▶ [REQUIRED WORK] Write the lines below as a numbered list, starting with the line with "like [[369, 183]]." and going on through the line with "[[370, 120], [280, 141]]". Leave out any blank lines.
....
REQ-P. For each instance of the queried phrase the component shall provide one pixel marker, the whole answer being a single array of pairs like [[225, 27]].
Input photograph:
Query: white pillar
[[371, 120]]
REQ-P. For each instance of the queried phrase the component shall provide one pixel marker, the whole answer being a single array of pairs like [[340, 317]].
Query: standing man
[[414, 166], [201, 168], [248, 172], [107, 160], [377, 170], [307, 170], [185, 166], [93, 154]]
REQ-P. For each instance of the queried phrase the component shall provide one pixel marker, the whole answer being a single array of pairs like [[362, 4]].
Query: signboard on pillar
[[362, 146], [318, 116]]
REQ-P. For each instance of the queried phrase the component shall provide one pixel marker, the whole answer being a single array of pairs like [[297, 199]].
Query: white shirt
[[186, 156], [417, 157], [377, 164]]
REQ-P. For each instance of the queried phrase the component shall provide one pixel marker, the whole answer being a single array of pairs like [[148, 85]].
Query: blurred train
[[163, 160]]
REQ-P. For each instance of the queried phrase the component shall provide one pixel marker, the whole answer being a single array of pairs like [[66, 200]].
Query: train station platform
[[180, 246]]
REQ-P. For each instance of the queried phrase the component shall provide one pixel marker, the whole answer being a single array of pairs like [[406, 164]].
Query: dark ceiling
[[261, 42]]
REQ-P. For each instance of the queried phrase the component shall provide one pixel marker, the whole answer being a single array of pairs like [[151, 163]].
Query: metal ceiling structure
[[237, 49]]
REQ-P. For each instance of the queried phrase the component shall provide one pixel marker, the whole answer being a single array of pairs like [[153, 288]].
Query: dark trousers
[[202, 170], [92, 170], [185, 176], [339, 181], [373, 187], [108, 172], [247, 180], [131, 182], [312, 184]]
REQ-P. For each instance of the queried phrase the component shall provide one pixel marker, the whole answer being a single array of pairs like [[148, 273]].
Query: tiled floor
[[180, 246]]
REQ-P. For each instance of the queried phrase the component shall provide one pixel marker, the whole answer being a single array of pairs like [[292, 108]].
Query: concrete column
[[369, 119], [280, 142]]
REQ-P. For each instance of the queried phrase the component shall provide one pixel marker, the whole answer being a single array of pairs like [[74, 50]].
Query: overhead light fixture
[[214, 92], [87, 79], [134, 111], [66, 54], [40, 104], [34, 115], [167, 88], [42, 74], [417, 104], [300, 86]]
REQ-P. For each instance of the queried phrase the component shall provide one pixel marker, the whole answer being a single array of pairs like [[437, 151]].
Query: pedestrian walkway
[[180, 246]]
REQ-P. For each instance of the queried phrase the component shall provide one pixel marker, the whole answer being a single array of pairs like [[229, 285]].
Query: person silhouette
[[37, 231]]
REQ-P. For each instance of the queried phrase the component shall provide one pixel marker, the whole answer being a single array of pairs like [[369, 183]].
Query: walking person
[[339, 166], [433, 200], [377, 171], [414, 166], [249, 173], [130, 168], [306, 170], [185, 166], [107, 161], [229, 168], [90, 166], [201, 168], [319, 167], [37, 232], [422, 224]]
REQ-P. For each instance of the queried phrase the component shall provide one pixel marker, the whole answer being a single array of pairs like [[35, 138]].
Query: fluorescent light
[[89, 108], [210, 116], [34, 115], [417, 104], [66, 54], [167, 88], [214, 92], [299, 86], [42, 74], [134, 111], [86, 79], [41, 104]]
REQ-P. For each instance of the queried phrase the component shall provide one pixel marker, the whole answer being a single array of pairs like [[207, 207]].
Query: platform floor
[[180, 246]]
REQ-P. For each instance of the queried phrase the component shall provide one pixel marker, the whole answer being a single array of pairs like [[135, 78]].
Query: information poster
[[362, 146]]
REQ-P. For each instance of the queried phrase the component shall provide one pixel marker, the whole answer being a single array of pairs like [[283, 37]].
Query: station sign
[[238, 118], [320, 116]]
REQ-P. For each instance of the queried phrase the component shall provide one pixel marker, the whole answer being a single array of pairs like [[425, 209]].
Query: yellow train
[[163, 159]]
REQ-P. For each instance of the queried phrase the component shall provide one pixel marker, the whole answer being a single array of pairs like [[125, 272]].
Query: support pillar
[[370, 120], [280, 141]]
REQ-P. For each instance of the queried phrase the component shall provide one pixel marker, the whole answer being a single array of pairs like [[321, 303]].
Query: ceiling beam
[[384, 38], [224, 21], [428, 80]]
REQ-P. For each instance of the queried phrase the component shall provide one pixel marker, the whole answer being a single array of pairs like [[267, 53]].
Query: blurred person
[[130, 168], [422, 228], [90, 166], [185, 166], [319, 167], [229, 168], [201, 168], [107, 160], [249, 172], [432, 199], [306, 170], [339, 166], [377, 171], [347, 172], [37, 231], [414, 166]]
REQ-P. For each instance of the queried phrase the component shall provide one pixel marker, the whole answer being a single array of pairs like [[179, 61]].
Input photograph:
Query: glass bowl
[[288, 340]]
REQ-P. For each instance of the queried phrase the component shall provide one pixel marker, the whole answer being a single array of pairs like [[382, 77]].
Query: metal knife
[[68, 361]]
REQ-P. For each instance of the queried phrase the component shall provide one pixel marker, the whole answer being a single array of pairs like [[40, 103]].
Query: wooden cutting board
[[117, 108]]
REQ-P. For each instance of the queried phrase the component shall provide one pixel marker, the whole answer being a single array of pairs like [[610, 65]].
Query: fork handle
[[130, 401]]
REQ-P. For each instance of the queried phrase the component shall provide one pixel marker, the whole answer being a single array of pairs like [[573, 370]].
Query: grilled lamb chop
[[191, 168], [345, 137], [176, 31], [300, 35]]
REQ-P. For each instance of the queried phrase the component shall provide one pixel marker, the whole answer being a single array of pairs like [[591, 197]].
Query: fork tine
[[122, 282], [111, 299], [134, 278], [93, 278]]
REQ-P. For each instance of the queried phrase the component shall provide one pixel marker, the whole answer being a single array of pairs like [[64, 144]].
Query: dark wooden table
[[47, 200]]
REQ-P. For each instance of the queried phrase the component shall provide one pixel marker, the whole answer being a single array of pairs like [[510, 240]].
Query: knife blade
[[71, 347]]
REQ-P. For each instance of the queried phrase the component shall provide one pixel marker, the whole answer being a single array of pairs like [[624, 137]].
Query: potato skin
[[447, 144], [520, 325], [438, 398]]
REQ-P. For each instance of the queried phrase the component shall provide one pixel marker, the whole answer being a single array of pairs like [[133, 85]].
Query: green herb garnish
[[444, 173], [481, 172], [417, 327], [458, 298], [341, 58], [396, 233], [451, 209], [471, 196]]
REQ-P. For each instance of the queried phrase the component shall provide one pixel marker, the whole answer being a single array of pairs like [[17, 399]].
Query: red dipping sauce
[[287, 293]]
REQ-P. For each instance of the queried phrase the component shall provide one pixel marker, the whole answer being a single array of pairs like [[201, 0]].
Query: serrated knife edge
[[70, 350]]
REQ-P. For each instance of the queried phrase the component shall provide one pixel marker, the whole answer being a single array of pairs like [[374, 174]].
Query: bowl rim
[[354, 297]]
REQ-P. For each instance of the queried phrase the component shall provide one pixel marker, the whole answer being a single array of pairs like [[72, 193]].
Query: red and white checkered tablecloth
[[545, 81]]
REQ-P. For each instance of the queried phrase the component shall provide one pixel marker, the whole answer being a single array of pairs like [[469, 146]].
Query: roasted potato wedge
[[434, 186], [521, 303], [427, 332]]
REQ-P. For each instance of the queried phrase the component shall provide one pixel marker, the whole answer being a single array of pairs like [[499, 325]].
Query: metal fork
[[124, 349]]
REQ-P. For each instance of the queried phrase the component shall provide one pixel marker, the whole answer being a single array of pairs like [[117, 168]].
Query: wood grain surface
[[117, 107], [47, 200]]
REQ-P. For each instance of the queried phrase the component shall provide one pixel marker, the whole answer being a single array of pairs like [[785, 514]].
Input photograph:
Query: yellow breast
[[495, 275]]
....
▶ [EXERCISE RESULT]
1. REQ-P. For each instance of the queried phrase the component shall provide one pixel marker, the whole answer being a single array of pairs like [[369, 183]].
2. Query: walking person
3. [[339, 166], [433, 200], [377, 171], [414, 166], [249, 173], [130, 168], [306, 170], [185, 166], [107, 161], [229, 168], [90, 166], [201, 168], [319, 167], [37, 232], [422, 224]]
4. REQ-P. For each instance of the queried phrase the component shall provide one pixel marker, the whole answer being a single array of pairs like [[35, 138]].
5. Query: fluorescent light
6. [[89, 108], [210, 116], [34, 115], [417, 104], [66, 54], [167, 88], [214, 92], [299, 86], [42, 74], [134, 111], [86, 79], [41, 104]]
7. REQ-P. For each instance of the queried phrase the component shall provide one pixel marker, the whole answer being a single array of pairs like [[207, 207]].
8. Query: platform floor
9. [[180, 246]]
10. REQ-P. For each instance of the queried phrase the component shall provide one pixel marker, the whole answer being a single array of pairs like [[135, 78]].
11. Query: information poster
12. [[362, 146]]
13. REQ-P. For each instance of the queried phrase the component shall provide one pixel marker, the whole answer being a single array of pairs like [[283, 37]].
14. Query: station sign
15. [[238, 118], [320, 116]]
16. REQ-P. For each instance of the queried phrase the component shall provide one pixel marker, the whole answer being a single array of pairs like [[425, 209]].
17. Query: yellow train
18. [[163, 159]]
19. REQ-P. For each instance of the queried phrase the component shall provide one pixel marker, the whole answer being a single array of pairs like [[125, 272]].
20. Query: support pillar
21. [[370, 120], [280, 141]]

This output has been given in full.